Unravelling the mechanisms of transcriptional dysregulation in spinal and bulbar muscular atrophy

Lead Research Organisation: University of Oxford
Department Name: IDRM Paediatrics

Abstract

Spinal and bulbar muscular atrophy (SBMA) is a neuromuscular disease affecting adult males worldwide, resulting in progressive and yet untreatable motor dysfunction and severe disability. Previous studies from my group and others have shown that skeletal muscle is primarily affected in this disease and therapies exclusively directed at restoring the muscle atrophy are sufficient to rescue the disease phenotype in animal models. SBMA is caused by mutations in the Androgen Receptor (AR), a protein that is critical in maintaining skeletal muscle young and strong and whose functions is to bind DNA and turn specific genes on or off. Proteins like AR are called 'Transcription Factors'. How this transcription factor exerts such effects and why muscles become weak and atrophic in SBMA are key unanswered and interconnected questions: such lack of understanding of these mechanisms of control of muscle function in health and disease is precisely the reason why no treatments are yet available for SBMA patients and, as a matter of fact, for most diseases characterised by skeletal muscle loss. During the course of this Fellowship, my plan is to understand how the SBMA mutation hijacks AR ability to instruct the cell (i.e. coordinate transcription), leading to muscle atrophy and weakness. To achieve this goal, we will use relevant disease models, such as skeletal muscle cells and muscle biopsies derived from patients, which is key to generate meaningful data, and employ state-of-the-art molecular biology tools which allow the investigation of these very specific functions. In particular, we have recently set up in the lab a powerful and innovative microscopy technique, called single-molecule tracking, which enables the study of transcription factor dynamics in living cells and at high resolution, giving important information regarding the diffusion and binding behaviour of these proteins in their own environment.

- Exercise:
Extend the abstract on spinal and bulbar muscular atrophy, picking up after its final sentence. The listing has nothing to do with the abstract on spinal and bulbar muscular atrophy.

- Data block:
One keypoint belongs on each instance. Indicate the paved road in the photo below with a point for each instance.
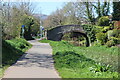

- Answer space:
What's most exciting about this research is its potential for therapeutic impact. Using genetic approaches to either enhance or suppress AR ability to regulate transcription, we aim to test whether restoration of mutant AR transcriptional activity is sufficient to treat SBMA. To perform these experiments, we have devised a platform to grow muscle in a 3D bundle (muscle-on-a-chip), which recapitulates the architectural and structural complexities of muscle, effectively representing a replica of skeletal muscle outside of the body. Lastly, key findings will be functionally validated in vivo in a SBMA mouse model.
Through application of these innovative and fully integrated cell and molecular biology techniques in humans and model systems, these studies will provide a substantial advancement in the understanding of the mechanisms of disease and provide proof-of-principle evidence of targeting transcriptional activity as a treatment strategy for SBMA and other diseases characterized by skeletal muscle loss.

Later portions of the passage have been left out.